— START OF SELECTION —

The actuating drives 36 to 41 can be used individually or in combination, as desired. Combining several actuating drives 36 to 41 creates a redundancy so that, if one or several of the actuating drives 36 to 41 fails/fail, the others that have not failed will at least partially take over its or their function.

The method according to the invention comprises an integrated regulation which takes place in the interior of the running gear, i.e. without effective mechanical connection to the carriage body, simultaneously or integrated in at least two frequency ranges.

In a first frequency range, quasi-static setting of the wheel units 8, 9, 10 in track curves takes place by way of equalisation of the sums of the transverse forces which act upon the wheel units 8, 9, 10 of the running gear or vehicle. In other words, a transverse force resultant acts on each wheel unit, with said transverse force resultant essentially corresponding to the transverse force resultants on the other wheel units, at least as far as the amount is concerned.

In a second frequency range, control of the running stability takes place as has already been described above.

— END OF SELECTION —
— START OF DATASET EXCERPTS —

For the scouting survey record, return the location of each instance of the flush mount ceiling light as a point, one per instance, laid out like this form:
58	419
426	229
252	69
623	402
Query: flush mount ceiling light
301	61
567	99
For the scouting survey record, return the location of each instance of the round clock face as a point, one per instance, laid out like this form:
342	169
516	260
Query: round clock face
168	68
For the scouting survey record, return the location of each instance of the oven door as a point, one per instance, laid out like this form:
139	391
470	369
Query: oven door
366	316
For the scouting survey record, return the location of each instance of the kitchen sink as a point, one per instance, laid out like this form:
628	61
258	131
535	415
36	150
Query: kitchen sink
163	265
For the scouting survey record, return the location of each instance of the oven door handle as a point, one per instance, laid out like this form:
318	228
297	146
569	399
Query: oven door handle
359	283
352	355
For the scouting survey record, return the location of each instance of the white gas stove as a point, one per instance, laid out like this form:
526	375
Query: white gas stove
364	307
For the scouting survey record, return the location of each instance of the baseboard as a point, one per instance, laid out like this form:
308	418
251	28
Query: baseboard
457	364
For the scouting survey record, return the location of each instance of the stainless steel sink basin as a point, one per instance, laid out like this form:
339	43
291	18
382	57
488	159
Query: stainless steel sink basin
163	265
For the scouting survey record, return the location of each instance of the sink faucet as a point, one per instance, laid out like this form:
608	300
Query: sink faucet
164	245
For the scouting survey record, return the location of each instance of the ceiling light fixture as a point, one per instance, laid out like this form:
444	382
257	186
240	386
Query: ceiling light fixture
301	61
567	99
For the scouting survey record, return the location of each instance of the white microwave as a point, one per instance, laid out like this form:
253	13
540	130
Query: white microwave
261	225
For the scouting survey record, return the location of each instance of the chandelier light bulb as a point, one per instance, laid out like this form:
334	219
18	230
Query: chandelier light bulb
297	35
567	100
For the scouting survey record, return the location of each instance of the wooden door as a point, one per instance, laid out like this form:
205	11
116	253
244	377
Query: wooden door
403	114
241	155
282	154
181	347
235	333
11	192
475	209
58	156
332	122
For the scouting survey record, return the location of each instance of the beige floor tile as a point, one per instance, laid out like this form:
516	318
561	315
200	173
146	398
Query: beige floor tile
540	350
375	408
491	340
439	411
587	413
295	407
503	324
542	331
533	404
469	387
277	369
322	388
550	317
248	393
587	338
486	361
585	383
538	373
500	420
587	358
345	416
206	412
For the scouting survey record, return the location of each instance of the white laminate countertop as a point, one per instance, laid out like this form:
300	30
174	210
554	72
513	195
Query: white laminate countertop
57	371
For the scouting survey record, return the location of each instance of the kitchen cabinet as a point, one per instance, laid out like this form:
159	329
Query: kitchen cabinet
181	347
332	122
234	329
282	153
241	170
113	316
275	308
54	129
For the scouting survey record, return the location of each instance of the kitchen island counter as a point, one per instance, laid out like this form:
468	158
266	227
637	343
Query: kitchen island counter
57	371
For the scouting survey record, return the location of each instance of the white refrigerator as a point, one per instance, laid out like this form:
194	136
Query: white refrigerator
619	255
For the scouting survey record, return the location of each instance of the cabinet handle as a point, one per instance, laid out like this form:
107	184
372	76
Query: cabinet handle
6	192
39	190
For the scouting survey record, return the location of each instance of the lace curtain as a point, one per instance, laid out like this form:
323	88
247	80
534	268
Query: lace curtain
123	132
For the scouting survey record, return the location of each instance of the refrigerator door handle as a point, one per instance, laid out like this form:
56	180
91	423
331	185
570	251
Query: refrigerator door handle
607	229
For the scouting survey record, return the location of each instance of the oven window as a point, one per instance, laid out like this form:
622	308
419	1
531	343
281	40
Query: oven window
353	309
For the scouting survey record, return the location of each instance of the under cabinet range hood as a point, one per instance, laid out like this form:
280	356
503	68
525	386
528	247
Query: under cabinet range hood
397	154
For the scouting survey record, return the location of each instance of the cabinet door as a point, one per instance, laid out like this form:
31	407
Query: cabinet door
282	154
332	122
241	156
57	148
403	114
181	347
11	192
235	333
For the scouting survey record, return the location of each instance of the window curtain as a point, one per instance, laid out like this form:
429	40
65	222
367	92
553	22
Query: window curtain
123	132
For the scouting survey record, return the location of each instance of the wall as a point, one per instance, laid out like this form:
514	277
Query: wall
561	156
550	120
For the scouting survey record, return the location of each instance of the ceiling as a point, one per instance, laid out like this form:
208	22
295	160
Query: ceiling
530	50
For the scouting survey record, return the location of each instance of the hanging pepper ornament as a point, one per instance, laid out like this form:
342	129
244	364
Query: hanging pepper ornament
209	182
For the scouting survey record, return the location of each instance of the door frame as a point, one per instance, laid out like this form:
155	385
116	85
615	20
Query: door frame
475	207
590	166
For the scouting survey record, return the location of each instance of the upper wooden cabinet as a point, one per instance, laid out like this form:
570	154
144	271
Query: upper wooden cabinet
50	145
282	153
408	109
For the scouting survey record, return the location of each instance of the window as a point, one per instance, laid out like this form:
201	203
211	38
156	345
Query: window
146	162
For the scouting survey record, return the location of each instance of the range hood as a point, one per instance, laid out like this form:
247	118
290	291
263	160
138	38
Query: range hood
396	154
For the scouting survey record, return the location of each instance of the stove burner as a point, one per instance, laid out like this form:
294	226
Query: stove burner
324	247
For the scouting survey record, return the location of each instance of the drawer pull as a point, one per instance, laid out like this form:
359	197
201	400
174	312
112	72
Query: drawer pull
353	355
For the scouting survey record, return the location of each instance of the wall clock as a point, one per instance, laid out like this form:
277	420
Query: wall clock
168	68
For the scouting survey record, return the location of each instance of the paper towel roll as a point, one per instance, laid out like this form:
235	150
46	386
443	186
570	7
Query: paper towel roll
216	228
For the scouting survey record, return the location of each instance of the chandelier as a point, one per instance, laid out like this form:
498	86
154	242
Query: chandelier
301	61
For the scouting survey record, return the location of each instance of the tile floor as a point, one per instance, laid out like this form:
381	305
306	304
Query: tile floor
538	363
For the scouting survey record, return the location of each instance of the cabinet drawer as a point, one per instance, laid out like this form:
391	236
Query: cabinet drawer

— END OF DATASET EXCERPTS —

TASKS TO PERFORM:
1. In the passage on running-gear regulation, where does the integrated regulation take place?
2. List the reference numbers of the wheel units named in the passage on running-gear regulation.
3. Copy out the passage on running-gear regulation between "In a first frequency" and "been described above.", inclusive.
Rely only on the passage on running-gear regulation.

SOLUTIONS TO EACH TASK:
1. It takes place in the interior of the running gear, without effective mechanical connection to the carriage body.

2. 8, 9, 10

3.
In a first frequency range, quasi-static setting of the wheel units 8, 9, 10 in track curves takes place by way of equalisation of the sums of the transverse forces which act upon the wheel units 8, 9, 10 of the running gear or vehicle. In other words, a transverse force resultant acts on each wheel unit, with said transverse force resultant essentially corresponding to the transverse force resultants on the other wheel units, at least as far as the amount is concerned.

In a second frequency range, control of the running stability takes place as has already been described above.